#### Text provided ####
Fruity Eclipse Collections
Author: Paul King
Published: 2022-10-13 11:05AM
This blog post continues on the theme of using fruit emoji from the previous post, but instead of deep learning, we’ll look at clustering using k-means after first exploring some top methods of Eclipse Collections with fruit emoji examples.
Eclipse Collections Fruit Salad
First, we’ll define a Fruit enum (it adds one additional fruit compared to the related Eclipse Collections kata):
enum Fruit {
APPLE('🍎', Color.RED),
PEACH('🍑', Color.ORANGE),
BANANA('🍌', Color.YELLOW),
CHERRY('🍒', Color.RED),
ORANGE('🍊', Color.ORANGE),
GRAPE('🍇', Color.MAGENTA)
public static ImmutableList<Fruit> ALL = Lists.immutable.with(values())
public static ImmutableList<String> ALL_EMOJI = Lists.immutable.with(*values()*.emoji)
final String emoji
final Color color
Fruit(String emoji, Color color) {
this.emoji = emoji
this.color = color
}
static Fruit of(String emoji) {
values().find{it.emoji == emoji }
}
}
We can use this enum in the following examples which show off numerous common Eclipse Collections methods:
assert Lists.mutable.with('🍎', '🍎', '🍌', '🍌').distinct() ==
Lists.mutable.with('🍎', '🍌')
var onlyBanana = Sets.immutable.with('🍌')
assert Fruit.ALL_EMOJI.select(onlyBanana::contains) == List.of('🍌')
assert Fruit.ALL_EMOJI.reject(onlyBanana::contains) ==
List.of('🍎', '🍑', '🍒', '🍊', '🍇')
assert Fruit.ALL.groupBy(Fruit::getColor) ==
Multimaps.mutable.list.empty()
.withKeyMultiValues(RED, Fruit.of('🍎'), Fruit.of('🍒'))
.withKeyMultiValues(YELLOW, Fruit.of('🍌'))
.withKeyMultiValues(ORANGE, Fruit.of('🍑'), Fruit.of('🍊'))
.withKeyMultiValues(MAGENTA, Fruit.of('🍇'))
assert Fruit.ALL.countBy(Fruit::getColor) ==
Bags.immutable.withOccurrences(RED, 2, YELLOW, 1, ORANGE, 2, MAGENTA, 1)
Fruit.ALL_EMOJI.chunk(4).with {
assert first == Lists.mutable.with('🍎', '🍑', '🍌', '🍒')
assert last == Lists.mutable.with('🍊', '🍇')
#### Material shown ####
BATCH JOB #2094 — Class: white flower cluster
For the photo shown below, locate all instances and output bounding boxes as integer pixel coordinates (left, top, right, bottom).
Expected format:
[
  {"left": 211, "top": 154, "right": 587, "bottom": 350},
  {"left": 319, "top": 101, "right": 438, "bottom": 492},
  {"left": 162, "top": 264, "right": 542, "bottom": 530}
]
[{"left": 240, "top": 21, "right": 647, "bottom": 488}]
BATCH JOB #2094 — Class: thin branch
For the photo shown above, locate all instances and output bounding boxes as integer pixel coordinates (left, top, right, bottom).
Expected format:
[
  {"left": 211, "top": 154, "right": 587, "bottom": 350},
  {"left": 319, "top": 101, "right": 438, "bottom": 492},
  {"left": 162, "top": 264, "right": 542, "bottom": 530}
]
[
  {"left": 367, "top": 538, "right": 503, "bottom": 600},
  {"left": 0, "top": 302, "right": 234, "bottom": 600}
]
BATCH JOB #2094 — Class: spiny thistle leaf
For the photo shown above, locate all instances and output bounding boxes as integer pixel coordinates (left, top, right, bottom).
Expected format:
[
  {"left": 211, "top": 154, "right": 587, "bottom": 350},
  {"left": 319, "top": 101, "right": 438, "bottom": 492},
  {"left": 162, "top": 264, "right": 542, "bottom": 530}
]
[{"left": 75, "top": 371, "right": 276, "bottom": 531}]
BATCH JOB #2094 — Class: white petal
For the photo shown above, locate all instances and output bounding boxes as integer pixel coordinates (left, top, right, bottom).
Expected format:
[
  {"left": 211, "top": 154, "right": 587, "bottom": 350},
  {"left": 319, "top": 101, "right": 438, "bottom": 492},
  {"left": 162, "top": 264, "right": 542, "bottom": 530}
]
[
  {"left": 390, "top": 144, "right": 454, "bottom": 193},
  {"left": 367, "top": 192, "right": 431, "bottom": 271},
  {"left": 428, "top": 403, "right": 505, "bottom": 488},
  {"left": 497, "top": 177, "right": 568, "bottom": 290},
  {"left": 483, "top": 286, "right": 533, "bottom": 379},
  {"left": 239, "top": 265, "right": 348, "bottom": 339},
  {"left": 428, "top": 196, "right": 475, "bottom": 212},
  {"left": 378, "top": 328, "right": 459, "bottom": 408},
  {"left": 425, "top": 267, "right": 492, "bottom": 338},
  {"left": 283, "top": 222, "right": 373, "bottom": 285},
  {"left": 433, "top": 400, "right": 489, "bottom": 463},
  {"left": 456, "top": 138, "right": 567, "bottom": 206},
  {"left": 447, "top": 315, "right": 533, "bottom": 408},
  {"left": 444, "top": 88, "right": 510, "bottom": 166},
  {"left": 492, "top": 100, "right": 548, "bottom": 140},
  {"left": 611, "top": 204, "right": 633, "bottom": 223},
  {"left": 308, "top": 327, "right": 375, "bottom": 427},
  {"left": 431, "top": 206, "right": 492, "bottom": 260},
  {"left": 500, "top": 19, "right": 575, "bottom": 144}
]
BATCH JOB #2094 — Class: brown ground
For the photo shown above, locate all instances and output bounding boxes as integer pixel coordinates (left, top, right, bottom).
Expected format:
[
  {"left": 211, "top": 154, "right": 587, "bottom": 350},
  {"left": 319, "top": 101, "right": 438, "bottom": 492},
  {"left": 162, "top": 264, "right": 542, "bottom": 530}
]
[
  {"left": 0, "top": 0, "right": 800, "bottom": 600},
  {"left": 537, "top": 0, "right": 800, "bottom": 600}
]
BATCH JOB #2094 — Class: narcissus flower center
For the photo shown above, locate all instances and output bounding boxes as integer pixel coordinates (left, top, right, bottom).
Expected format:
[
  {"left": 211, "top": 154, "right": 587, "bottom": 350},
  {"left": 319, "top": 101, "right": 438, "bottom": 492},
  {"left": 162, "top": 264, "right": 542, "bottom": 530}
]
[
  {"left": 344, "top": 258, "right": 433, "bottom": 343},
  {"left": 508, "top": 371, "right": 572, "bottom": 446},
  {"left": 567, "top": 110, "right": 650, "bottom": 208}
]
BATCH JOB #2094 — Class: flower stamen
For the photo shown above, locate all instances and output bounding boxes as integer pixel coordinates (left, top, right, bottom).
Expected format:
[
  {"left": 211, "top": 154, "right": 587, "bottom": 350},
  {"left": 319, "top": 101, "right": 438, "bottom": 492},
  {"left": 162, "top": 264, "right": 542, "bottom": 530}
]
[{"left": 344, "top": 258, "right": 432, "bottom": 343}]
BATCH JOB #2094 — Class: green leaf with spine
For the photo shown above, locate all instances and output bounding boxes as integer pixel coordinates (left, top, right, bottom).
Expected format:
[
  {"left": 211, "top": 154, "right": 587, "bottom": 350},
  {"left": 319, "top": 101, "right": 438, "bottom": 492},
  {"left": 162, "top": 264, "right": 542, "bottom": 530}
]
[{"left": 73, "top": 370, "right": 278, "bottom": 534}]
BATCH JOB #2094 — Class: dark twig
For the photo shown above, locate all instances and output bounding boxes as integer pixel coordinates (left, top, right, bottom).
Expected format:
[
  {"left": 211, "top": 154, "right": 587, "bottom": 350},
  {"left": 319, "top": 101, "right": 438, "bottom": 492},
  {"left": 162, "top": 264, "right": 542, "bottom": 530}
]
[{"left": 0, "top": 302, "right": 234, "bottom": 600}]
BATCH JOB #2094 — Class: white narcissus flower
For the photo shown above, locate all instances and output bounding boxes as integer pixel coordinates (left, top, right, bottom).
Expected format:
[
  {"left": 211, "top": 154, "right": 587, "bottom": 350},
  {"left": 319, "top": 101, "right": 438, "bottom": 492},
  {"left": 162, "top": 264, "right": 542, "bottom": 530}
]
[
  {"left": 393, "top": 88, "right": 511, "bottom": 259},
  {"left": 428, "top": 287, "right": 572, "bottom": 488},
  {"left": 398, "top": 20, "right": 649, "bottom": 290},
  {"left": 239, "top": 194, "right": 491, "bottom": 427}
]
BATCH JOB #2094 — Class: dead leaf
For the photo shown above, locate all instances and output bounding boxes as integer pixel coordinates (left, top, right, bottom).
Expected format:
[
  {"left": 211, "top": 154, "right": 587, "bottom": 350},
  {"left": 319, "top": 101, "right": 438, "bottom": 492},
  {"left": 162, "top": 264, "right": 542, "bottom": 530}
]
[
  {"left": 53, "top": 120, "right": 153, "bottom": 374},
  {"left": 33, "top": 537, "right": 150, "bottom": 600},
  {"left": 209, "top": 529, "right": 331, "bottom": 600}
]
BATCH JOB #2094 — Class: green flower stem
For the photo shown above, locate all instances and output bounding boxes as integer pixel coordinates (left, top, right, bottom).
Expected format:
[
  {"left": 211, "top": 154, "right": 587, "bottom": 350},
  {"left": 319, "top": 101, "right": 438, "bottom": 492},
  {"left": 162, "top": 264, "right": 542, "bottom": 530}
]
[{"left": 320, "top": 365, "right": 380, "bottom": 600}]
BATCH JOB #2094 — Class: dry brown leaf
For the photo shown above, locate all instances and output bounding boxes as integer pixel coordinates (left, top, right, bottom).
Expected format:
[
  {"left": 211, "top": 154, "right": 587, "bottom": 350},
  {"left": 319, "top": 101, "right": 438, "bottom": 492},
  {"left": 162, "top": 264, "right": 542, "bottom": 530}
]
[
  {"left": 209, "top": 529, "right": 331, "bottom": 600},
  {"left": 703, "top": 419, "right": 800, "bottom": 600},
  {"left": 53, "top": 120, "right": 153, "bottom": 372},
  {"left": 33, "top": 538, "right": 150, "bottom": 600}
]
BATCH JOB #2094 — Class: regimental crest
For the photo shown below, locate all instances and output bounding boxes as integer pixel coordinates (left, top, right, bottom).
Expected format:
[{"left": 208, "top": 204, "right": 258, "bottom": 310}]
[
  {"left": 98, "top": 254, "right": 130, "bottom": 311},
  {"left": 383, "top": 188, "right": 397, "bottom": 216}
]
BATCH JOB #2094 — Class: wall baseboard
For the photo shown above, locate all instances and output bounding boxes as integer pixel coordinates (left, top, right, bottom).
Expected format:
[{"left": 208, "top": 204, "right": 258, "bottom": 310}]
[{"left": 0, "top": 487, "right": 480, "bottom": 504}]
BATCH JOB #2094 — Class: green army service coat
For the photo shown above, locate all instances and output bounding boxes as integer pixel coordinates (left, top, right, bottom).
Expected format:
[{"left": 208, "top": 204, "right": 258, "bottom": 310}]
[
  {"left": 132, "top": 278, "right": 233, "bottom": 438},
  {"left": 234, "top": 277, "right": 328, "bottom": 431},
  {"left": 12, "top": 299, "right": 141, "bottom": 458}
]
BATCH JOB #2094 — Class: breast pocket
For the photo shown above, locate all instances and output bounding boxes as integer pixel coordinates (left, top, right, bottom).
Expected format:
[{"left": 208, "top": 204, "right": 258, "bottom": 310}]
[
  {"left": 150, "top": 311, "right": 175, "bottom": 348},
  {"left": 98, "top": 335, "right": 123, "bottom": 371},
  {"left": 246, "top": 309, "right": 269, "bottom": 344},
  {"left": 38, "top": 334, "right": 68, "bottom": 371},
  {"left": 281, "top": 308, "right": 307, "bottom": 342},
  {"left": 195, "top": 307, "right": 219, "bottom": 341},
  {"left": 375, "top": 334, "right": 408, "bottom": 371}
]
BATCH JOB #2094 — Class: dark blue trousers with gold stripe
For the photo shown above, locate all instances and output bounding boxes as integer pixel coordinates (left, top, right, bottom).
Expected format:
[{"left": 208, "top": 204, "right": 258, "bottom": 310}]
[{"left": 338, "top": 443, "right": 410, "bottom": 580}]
####
- Direction A -
Reproduce the passage of the Eclipse Collections post starting with "var onlyBanana = Sets.immutable.with('🍌')" and going on through "Multimaps.mutable.list.empty()".
- Direction B -
Give the number of lines in the entries that contain the string "green", counting case as significant. Reply with the number alone.
The Eclipse Collections post and the entries come from unrelated sources.

- Task result A -
var onlyBanana = Sets.immutable.with('🍌')
assert Fruit.ALL_EMOJI.select(onlyBanana::contains) == List.of('🍌')
assert Fruit.ALL_EMOJI.reject(onlyBanana::contains) ==
List.of('🍎', '🍑', '🍒', '🍊', '🍇')
assert Fruit.ALL.groupBy(Fruit::getColor) ==
Multimaps.mutable.list.empty()

- Task result B -
3